» **Requirement 1**
Can you transcribe the column on governments of national unity from "By: Theko Tlebere" to "reasoning behind GNUs."?
» **Requirement 2**
Could you pick up the column on governments of national unity after its last sentence and carry it forward?
BEGIN Selected passage
By: Theko Tlebere
Remember I have said this before that my alacrity about this column is to edify young people about matters that affect them directly or indirectly on their day to day lives? I must say the Government of National Unity (GNU) debate has taken a toll that I didn’t think it would, hence today I would like to focus on the reasoning behind GNUs.
Research shows that there has been more than a hundred GNUs since 1975 way up to 2012, even though such GNUs have varied astrology to their demise, for the purpose of this series I felt we need to understand the core values of why GNUs were formed in the first place. That way we shall be able to realize the reality into the formation of GNUs and even further be able to assess the goods that come with GNU formations then next week we can look at the bad that comes with GNUs.
First let’s inaugurate our chapter for this week by prompting you as we had strappingly done last week on elucidating what GNUs are; according to Dylan Blake et al (2015) Governments of national unity (GNUs) are negotiated, formalized power-sharing agreements among opposing parties or elites. They include provisions for power-sharing in political, economic, territorial, and military affairs.
GNUs are a subset of coalition governments that form specifically to end or forestall violence. They are considered temporary or transitional, made in preparation for elections, the ratification of a new constitution or amendments, or the design and implementation of new governance institutions.
The most pressing issue here about GNUs is that they don’t just fall off from the sky (Ha se seoa holimo), they mostly happen because of regional and international interventions. But even if that is the case you need to comprehensively accord to the fact that a lot of thinking and debating was done before any GNU could come into place.
Research indicates that GNUs have a unique ability to unify past aggressors in a common vision for the future, and to usher in a new era of peace and stability. Again it stipulates that some GNUs emerge as a result of a preceding conflict that was ideologically motivated.
Talking about ideology, the word according to Webster dictionary most often refers to “a systematic body of concepts,” especially those of a particular group or political party. And now we need to take a breather and think of our thirty plus political parties in Lesotho and what ideologies do they have that differ and can lead us or regional bodies like Southern African Development Community (SADC) and African Union(AU) into opting for GNU?
END Selected passage
BEGIN Records shown
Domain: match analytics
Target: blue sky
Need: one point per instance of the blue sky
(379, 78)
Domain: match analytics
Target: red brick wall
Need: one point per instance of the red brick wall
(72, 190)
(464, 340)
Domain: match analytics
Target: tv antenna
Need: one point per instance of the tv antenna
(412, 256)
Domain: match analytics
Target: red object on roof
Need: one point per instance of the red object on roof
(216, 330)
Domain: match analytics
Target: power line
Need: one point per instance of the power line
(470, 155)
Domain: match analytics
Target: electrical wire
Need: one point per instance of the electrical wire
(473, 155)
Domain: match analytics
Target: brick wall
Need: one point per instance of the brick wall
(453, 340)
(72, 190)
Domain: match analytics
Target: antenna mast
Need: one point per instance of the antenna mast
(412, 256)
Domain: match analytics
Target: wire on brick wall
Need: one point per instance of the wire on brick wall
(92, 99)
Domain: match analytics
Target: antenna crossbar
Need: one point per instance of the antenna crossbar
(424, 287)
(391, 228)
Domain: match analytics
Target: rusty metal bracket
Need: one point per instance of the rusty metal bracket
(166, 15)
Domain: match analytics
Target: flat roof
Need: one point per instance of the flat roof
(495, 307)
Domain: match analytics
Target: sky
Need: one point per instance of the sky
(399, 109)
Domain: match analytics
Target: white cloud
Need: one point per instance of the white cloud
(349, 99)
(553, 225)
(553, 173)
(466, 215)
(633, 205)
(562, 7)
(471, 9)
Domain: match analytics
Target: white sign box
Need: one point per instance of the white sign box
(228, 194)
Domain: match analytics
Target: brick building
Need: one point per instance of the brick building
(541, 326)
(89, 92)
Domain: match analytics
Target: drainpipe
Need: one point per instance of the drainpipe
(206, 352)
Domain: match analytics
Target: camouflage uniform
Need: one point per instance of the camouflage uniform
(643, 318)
END Records shown
» **Final result 1**
By: Theko Tlebere
Remember I have said this before that my alacrity about this column is to edify young people about matters that affect them directly or indirectly on their day to day lives? I must say the Government of National Unity (GNU) debate has taken a toll that I didn’t think it would, hence today I would like to focus on the reasoning behind GNUs.

» **Final result 2**
Research further indicates that GNUs are created to end an existing conflict or forestall an imminent conflict. Researchers agree that certain characteristics of the conflict that precedes establishment of a GNU help predict the stability of post-conflict peace. They further imply that GNU formation was more likely to dissolve peacefully opposing groups or elite actors within a country by creating a GNU through codifying power-sharing provisions in a settlement that ends or forestall violence.
Well, having said that, I should not leave without admitting that there seems to be very little conclusive or quantitative research that exists to support or refute the contention that GNUs can promote stability for conflict-affected countries, though it’s highly depended on each countries’ dynamics.
David Hinds (2011) ascertains that one in many benefits of Governments of National Unity is its potential for the enhancement of democratization within the government.
One of the common problems he identified is that of governance in most states, but specifically the Caribbean which is where his study focused, that despite the general adherence to the tenets of formal democracy there is a concomitant monopoly of power by the ruling parties and the exclusion of the opposition.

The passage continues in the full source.